Outline records
==*==

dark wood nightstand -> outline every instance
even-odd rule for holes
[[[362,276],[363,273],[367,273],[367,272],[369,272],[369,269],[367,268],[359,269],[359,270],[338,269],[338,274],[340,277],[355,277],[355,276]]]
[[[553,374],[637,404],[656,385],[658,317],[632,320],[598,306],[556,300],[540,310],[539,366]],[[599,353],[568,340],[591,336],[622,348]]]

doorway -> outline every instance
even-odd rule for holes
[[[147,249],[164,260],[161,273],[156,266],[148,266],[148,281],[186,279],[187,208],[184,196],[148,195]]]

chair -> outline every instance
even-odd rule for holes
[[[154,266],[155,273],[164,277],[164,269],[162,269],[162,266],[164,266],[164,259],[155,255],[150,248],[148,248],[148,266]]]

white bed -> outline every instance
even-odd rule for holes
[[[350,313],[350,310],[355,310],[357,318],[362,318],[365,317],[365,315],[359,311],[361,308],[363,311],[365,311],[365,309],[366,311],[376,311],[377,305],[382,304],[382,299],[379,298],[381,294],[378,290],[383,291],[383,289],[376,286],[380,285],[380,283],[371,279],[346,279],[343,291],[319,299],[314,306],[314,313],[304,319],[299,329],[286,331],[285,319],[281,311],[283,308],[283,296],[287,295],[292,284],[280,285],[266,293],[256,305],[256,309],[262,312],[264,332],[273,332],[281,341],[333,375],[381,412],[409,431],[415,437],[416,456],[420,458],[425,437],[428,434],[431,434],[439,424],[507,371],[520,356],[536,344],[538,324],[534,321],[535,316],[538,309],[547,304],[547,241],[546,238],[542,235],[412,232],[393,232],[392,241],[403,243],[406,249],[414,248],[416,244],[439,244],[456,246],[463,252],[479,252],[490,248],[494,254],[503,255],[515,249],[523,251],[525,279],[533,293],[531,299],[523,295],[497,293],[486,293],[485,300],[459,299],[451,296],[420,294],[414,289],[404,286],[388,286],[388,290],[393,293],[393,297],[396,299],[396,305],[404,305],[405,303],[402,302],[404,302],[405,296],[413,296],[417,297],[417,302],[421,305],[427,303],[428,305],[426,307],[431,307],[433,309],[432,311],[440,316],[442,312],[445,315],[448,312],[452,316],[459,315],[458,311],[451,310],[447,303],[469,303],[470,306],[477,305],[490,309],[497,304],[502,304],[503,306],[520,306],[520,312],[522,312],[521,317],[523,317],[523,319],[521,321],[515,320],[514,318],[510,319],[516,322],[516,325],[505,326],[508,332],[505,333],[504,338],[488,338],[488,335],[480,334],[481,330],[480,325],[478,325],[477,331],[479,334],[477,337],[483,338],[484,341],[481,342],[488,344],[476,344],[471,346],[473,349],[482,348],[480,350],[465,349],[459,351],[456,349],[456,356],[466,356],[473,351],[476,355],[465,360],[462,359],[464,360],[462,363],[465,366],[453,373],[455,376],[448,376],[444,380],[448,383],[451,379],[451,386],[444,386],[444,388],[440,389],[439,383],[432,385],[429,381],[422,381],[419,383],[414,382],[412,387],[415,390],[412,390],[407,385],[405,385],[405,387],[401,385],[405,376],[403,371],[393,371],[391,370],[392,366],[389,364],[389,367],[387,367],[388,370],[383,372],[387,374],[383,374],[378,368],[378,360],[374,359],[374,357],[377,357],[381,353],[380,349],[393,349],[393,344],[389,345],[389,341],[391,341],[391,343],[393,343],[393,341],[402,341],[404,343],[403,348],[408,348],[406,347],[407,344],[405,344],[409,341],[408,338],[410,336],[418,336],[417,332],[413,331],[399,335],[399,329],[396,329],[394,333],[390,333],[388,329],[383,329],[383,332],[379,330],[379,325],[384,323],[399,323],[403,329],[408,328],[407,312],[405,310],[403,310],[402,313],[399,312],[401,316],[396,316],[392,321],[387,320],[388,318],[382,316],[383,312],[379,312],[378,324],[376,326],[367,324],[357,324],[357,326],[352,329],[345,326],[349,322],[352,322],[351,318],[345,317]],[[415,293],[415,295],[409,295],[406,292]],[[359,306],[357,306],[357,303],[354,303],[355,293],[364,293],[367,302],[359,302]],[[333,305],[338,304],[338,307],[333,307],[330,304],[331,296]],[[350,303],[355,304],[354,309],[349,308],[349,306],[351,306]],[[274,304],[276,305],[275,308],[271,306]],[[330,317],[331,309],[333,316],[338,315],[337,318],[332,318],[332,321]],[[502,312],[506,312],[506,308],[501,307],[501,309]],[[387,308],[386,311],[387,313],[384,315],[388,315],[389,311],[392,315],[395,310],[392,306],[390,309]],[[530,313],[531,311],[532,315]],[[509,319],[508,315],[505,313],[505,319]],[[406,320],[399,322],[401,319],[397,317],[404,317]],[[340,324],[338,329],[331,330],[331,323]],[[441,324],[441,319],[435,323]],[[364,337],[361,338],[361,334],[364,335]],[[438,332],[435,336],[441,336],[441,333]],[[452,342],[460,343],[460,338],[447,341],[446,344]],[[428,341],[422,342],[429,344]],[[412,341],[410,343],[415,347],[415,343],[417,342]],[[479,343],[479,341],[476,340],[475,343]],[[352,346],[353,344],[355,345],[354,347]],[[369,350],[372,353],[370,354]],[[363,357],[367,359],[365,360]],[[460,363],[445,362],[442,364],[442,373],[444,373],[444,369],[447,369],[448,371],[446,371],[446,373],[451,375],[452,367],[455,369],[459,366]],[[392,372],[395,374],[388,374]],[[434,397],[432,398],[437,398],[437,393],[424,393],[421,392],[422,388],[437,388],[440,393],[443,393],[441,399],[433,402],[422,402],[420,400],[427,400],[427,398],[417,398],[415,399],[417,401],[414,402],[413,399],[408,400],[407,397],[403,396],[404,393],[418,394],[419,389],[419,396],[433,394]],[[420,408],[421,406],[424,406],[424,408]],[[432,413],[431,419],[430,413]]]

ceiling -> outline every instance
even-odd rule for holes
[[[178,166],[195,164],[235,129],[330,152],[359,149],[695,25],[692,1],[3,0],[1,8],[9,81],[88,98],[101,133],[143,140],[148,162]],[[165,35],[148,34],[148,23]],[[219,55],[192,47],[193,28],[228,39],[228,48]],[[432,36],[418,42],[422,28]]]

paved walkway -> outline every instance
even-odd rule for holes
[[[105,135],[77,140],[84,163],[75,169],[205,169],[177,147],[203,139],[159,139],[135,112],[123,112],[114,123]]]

==*==

What to do.
Output the listing lines as a JSON list of strings, one string per line with blank lines omitted, starting at the line that contains "ceiling -> outline every instance" and ending at the last line of the listing.

Solution to this exercise.
[
  "ceiling -> outline every instance",
  "even-odd rule for holes",
  "[[[178,166],[195,164],[235,129],[330,152],[359,149],[695,25],[692,1],[3,0],[1,8],[9,81],[88,98],[101,133],[143,140],[148,162]],[[165,35],[148,34],[148,23]],[[219,55],[192,47],[193,28],[228,39],[228,48]],[[432,36],[418,42],[422,28]]]",
  "paved walkway -> outline every instance",
  "even-odd rule for holes",
  "[[[105,135],[77,140],[84,163],[75,169],[205,169],[177,147],[203,139],[159,139],[135,112],[123,112],[114,123]]]"
]